◆ **Problem to solve**
The entries shown here must be retyped in full, with no pictures included.

◆ **Source data**
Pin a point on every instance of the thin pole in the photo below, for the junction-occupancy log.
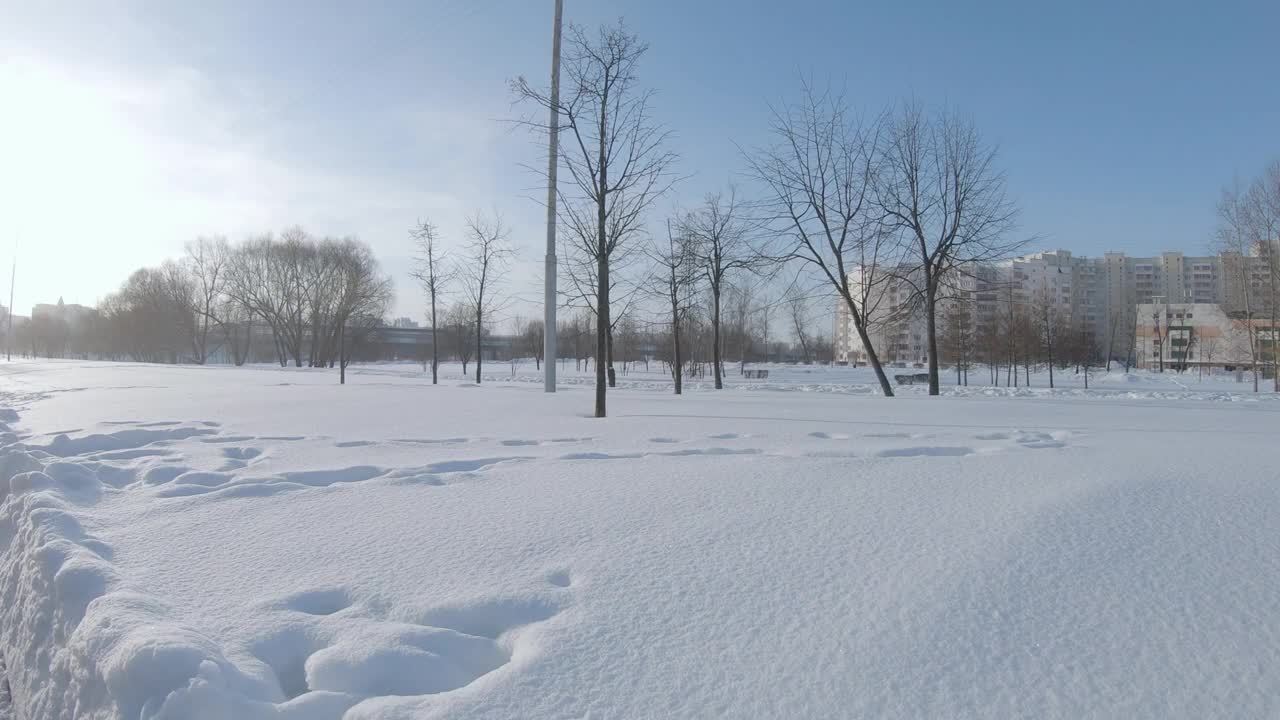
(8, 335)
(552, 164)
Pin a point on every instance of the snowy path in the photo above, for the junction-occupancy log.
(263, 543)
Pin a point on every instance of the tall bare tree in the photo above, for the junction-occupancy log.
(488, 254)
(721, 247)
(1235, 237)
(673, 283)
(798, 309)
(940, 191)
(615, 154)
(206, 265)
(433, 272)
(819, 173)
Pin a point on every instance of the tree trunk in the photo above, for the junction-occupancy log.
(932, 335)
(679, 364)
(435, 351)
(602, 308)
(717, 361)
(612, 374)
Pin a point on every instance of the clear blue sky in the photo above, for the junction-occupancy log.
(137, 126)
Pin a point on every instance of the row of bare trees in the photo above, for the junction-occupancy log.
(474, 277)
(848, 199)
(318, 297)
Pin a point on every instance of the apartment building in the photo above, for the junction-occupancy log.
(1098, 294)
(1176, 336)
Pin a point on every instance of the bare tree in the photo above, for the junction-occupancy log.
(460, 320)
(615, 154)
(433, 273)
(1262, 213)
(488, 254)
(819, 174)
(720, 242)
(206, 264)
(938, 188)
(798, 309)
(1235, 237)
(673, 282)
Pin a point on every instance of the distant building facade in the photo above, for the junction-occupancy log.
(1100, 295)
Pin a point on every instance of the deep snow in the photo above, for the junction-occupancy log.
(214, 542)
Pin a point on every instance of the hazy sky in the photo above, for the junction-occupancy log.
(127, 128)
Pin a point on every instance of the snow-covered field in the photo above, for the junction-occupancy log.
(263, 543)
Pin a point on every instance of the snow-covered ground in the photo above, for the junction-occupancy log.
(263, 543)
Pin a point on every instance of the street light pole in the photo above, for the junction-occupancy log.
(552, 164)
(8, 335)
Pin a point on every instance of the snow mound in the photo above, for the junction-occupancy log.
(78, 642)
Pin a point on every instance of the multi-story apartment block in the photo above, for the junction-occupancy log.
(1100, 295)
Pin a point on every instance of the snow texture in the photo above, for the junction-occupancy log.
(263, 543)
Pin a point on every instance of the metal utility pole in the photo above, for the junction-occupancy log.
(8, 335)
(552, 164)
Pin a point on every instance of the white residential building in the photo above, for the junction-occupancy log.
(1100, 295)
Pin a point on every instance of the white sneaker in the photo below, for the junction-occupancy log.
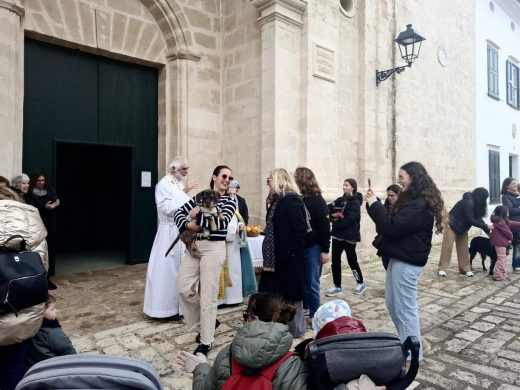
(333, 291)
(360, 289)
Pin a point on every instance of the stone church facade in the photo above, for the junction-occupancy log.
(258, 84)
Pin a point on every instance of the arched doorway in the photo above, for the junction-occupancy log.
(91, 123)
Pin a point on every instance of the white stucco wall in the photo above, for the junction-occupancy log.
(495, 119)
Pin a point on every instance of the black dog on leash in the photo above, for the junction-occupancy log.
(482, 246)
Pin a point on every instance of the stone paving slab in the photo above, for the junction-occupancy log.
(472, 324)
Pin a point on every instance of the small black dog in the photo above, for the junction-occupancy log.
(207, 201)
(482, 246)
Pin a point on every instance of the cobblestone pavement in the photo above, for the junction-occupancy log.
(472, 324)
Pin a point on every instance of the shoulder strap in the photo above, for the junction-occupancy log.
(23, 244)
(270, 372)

◆ **Solution**
Pin a point on every instance of the thin pole in the photo below, for the junction-occupancy log.
(8, 335)
(552, 164)
Pin a point on every instance of the snowy path in the photo above, for the junction-occupancy log.
(263, 543)
Pin a point on every instance of the tall bare tree in the photo above, for the junction-occupancy log.
(488, 254)
(721, 247)
(1235, 237)
(673, 283)
(798, 309)
(940, 191)
(615, 154)
(206, 265)
(433, 272)
(819, 173)
Pin a point on every instance of the tree trunk in the photo above, for the junction-occupancy log.
(932, 335)
(679, 364)
(435, 351)
(602, 308)
(717, 361)
(612, 374)
Pin a point on every instance of the clear blue sky in the photo above, for the junction-occupancy log.
(137, 126)
Pin a point on every instance of the row of bare trees in the photo above, for the junction-occupancy log.
(474, 277)
(848, 199)
(318, 297)
Pin a point on every instance of the apartment building in the photo above, for the junction-occupancy log.
(1098, 294)
(1176, 336)
Pin a point on every instance of the bare tree in the photo above, for the junction-occupancy log.
(460, 320)
(615, 154)
(433, 273)
(1262, 213)
(488, 254)
(819, 174)
(720, 242)
(206, 264)
(938, 188)
(798, 309)
(1235, 237)
(673, 282)
Pin a point on every instance of the distant building facade in the photo above, for the junction-occupancy log.
(1100, 295)
Pin a point on every instance of the deep snow in the photo above, for the junction-occupancy log.
(214, 542)
Pin a point on every instance of the hazy sky in the photo above, for the junction-occupancy log.
(127, 128)
Pin a point on every instance of the snow-covered field in the photo above, for the junction-occupancy log.
(263, 543)
Pin a point on every instance of the snow-covered ground in the photo above, for the junction-occupancy log.
(263, 543)
Pin a point on every instance of the street light pole in the photo above, for the junction-occupancy log.
(552, 164)
(8, 335)
Pin a point on every instance of the snow mound in the photo above, for the junction-occupancy log.
(78, 642)
Pin a point on every instance of the multi-story apartment block in the photo above, for the junction-occupancy log.
(1100, 295)
Pin a point on every instance of the snow texture in the photo above, for the junction-occupancy log.
(263, 543)
Pin a point on every instance of the metal utility pole in the photo above, for the junction-occupancy log.
(8, 335)
(552, 164)
Pin a point on every instance of the white residential building in the photo above, for the junction-occupancy log.
(1100, 295)
Pin a point on every instance of the white sneaker in the photo below, for the junction-occupancy log.
(333, 291)
(360, 289)
Pin a point on every instance of the stone church facade in the photo above, for the junction-occupancy log.
(258, 84)
Pin a point on every instance of the arched doorway in the photo above, for the junction-occupancy log.
(91, 123)
Pin a point on every instance of the white stucco wall in the photo above, for the junction-occupancy log.
(495, 119)
Pin a point on every instance of the black dog on leash in the photo above, for the junction-occupancy log.
(482, 246)
Pin a point on every instance of the stone paving slab in the photo above, for the junction-occupancy log.
(472, 324)
Pin a point on every instance of the small black dog in the photo above, for the junction-occupancy log.
(207, 201)
(482, 246)
Pin a point on every instance of the cobblestone pavement in the photo above, for the junction-occupancy log.
(472, 324)
Pin a point on every instance of the shoulder strap in the photo above, for the junction-occupancy log.
(23, 244)
(270, 372)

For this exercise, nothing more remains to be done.